== Segment start ==

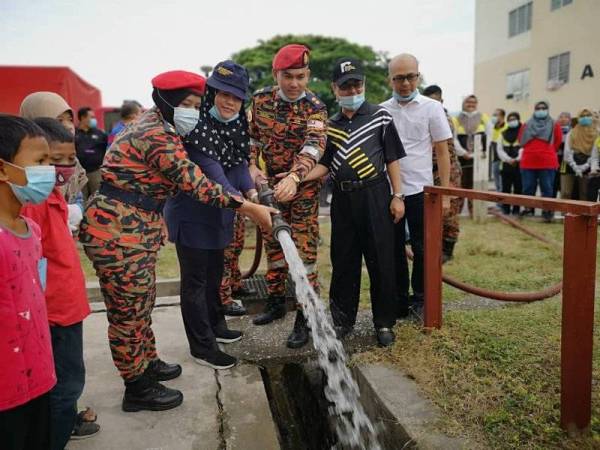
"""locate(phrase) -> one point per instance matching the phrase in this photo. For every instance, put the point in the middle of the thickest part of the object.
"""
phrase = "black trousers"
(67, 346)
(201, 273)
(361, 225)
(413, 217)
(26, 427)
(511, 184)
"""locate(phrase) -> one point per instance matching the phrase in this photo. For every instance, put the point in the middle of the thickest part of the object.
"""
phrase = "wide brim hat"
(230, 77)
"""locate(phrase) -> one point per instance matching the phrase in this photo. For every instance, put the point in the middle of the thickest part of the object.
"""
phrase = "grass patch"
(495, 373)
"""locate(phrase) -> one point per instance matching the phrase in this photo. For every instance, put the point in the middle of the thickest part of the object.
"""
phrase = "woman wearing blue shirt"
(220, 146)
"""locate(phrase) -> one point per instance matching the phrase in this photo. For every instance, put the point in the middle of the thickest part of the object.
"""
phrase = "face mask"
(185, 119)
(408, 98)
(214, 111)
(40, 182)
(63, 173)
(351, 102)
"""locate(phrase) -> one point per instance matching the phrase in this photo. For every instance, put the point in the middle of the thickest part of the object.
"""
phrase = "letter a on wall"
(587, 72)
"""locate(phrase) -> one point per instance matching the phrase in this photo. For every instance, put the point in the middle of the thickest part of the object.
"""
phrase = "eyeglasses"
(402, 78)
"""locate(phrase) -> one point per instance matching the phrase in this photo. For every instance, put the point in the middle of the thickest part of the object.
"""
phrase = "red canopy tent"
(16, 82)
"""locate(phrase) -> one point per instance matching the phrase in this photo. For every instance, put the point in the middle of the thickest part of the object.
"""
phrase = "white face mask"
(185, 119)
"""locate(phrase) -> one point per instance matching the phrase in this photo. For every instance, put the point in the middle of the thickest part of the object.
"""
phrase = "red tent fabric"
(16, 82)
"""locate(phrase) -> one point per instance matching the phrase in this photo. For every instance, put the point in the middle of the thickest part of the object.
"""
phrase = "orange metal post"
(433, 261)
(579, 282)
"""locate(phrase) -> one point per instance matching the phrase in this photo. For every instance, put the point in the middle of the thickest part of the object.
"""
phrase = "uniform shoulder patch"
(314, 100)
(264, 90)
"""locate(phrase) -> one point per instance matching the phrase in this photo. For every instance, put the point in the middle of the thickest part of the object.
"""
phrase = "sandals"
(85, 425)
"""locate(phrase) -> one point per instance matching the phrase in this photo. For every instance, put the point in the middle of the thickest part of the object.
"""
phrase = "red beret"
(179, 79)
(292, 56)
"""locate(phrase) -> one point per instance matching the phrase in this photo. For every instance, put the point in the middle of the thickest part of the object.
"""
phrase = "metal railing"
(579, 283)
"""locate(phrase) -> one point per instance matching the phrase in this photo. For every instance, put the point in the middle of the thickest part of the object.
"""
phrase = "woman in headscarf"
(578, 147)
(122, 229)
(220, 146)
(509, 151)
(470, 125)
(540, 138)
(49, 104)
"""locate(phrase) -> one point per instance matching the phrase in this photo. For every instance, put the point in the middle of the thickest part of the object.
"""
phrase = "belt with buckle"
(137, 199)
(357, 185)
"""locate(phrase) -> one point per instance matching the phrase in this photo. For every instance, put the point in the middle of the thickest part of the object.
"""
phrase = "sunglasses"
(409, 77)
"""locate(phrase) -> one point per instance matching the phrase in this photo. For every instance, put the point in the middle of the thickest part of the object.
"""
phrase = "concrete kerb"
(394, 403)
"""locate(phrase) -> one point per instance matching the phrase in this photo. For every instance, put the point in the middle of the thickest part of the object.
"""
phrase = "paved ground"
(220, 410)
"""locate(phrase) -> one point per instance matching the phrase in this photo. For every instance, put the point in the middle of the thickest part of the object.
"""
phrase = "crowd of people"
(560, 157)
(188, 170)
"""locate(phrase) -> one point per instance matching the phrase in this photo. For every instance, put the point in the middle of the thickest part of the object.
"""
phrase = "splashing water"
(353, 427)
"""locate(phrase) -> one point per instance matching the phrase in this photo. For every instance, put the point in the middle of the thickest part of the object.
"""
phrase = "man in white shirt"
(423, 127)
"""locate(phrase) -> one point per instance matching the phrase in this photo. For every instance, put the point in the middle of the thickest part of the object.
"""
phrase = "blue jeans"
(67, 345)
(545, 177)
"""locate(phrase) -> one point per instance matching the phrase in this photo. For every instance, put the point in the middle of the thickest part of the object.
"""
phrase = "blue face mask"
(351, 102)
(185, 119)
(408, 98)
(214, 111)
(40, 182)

== Segment end ==

ACTIVITY | The reply should repeat the listing above exactly and contain no pictures.

EXERCISE RESULT |
"""locate(phrase) -> one point per instance matching the phrase in this photo. For every instance, put the point in the middle of the thickest part of the object.
"""
phrase = "black trousers"
(67, 346)
(201, 273)
(361, 225)
(413, 217)
(26, 427)
(511, 184)
"""locate(phrase) -> one point per instance matching the phrase in this photo. For every instance, put the point in the middle of the thickest part of the object.
"""
phrase = "wide brim hat"
(230, 77)
"""locate(phrase) -> one point per instance matching the phrase in this photo. For every instance, put the point in the middle of the thickest part of the object.
"""
phrase = "grass patch"
(495, 373)
"""locate(phrase) -> one point per instance matching the phrase in this photo. For every instance, put the point in the middle of the thickest part of the object.
"""
phrase = "woman wearing blue shirt"
(220, 146)
"""locate(phrase) -> one point per instance matching the phrase in this photo. For every instance, put the point in the middle of the thickest part of the object.
"""
phrase = "face mask"
(185, 119)
(408, 98)
(214, 111)
(40, 182)
(63, 173)
(351, 102)
"""locate(phrase) -> one point per instance matching the phrase in this photo. For every instance, put the point in the middle of the thickest part of the object.
"""
phrase = "letter a on wall"
(587, 72)
"""locate(phrase) -> one point per instance matching the phrase in this photo. For every instance, put the point in the middle of the thickest part of the object.
"""
phrase = "eyeglasses"
(402, 78)
"""locate(phrase) -> one point per instance matching the phrase in this photo. For every instance, put the point in the middle of the thickest part of the object.
"""
phrase = "red canopy tent"
(16, 82)
"""locate(phrase) -> one point per instance matching the phrase in this photo. For every instance, put the point in the middle of the thickest part of the object.
"""
phrase = "white face mask"
(185, 119)
"""locate(phrase) -> one point per instance matching the phrase in this photo. For every instance, put the point in the middle of the thickest part of the object.
"""
phrase = "red tent fabric"
(16, 82)
"""locate(phrase) -> one point per instance matching the phrase in this photo. For every instance, put the point in the middle of the thickest part of the object.
"""
phrase = "orange metal post"
(433, 261)
(579, 282)
"""locate(phrase) -> one point per instance matching the phrase in this photo. For every instance, put the point in the middle of the thickest part of the object.
"""
phrase = "uniform shoulder patch"
(314, 100)
(264, 90)
"""locate(phrase) -> one point per instance matching the phrase in this photo. For every instance, put the point in the middle of the thickest part of the object.
"""
phrase = "sandals"
(85, 425)
"""locate(phrase) -> one point per instance matching the phrase in this photo. For every instance, put the point in the middle of the thickest part of the object.
"""
phrase = "red beret"
(179, 79)
(292, 56)
"""locate(phrase) -> one point per instance matching the phrase in this photo. For every instance, put the point in the middle of the thickest part of the object.
"""
phrase = "metal railing"
(579, 283)
"""locate(phrase) -> one point per instance matching the phrase in this photo. For every instance, put the point in the middle of the thickest part of the object.
"""
phrase = "woman in headscarf"
(578, 147)
(122, 229)
(220, 146)
(509, 151)
(470, 125)
(540, 138)
(49, 104)
"""locate(phrase) -> one point per instance matching the phrase in this photo. For every instance, put the point in the middle of the thickest part of the object.
"""
phrase = "belt with buckle"
(137, 199)
(357, 185)
"""locate(phrase) -> one point per instance matching the phrase in this photo. For every instance, put the point in the middle of the thickest part of the object.
"""
phrase = "sunglasses"
(409, 77)
"""locate(phrase) -> one point per instance matching the phrase in this photo. For every instance, put the point in the middle of the thickest part of the object.
"""
phrase = "concrete kerb"
(394, 403)
"""locate(phrase) -> one point per instance matching the phrase in this photo. For every instance, put the point in the middle of the thickest part of the object.
"""
phrase = "paved ground"
(220, 410)
"""locate(phrase) -> one point per instance matching the phrase in this photo. For every instance, put the point in the middle of the thickest part of the object.
"""
phrase = "crowd of people"
(560, 157)
(188, 170)
"""locate(phrase) -> one point per instance matching the phrase in this photo. For every instance, put the point in the middle of the thickest part of the object.
"""
phrase = "splashing water"
(353, 427)
"""locate(phrase) -> one point per instance matching the phrase in this photo. For every instance, put the point in the middle of the thickest part of the object.
"""
phrase = "man in white shirt"
(423, 127)
"""locate(phrase) -> one point per instance matching the phrase in this photo. For every instance, put the point in the middle of the thickest part of the object.
"""
phrase = "blue jeans"
(67, 345)
(545, 177)
"""locate(phrase) -> one point per instance matching the phrase in this photo. For every instance, put the point in the middle of the thickest part of the object.
"""
phrase = "blue face mask"
(351, 102)
(185, 119)
(408, 98)
(214, 111)
(40, 182)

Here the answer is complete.